- TASK DETAILS -
Extract every one of the lines below word for word, omitting the pictures from your answer.

(Dataset records on object locations)
- - - - -
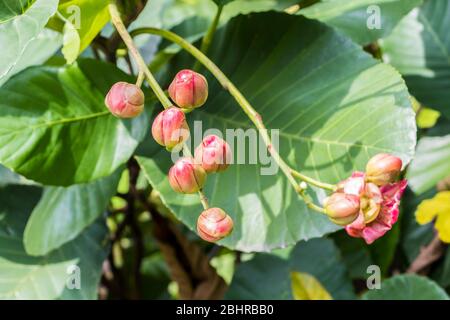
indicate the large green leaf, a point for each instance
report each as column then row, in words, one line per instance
column 268, row 277
column 358, row 18
column 84, row 21
column 20, row 25
column 264, row 277
column 407, row 287
column 45, row 277
column 55, row 128
column 334, row 105
column 39, row 50
column 431, row 164
column 63, row 213
column 419, row 48
column 355, row 254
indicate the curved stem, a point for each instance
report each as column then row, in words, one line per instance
column 316, row 183
column 254, row 116
column 122, row 30
column 207, row 39
column 159, row 92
- - - - -
- FINISHED TASK -
indicate the large green leaf, a point for each instance
report each as column then row, in words, one line per instance
column 268, row 277
column 358, row 18
column 84, row 21
column 20, row 25
column 264, row 277
column 407, row 287
column 45, row 277
column 55, row 128
column 334, row 105
column 39, row 50
column 431, row 164
column 63, row 213
column 419, row 48
column 355, row 254
indicate the curved stem, a point for each instance
report each as column then row, in words, one line per instance
column 316, row 183
column 254, row 116
column 122, row 30
column 207, row 39
column 159, row 92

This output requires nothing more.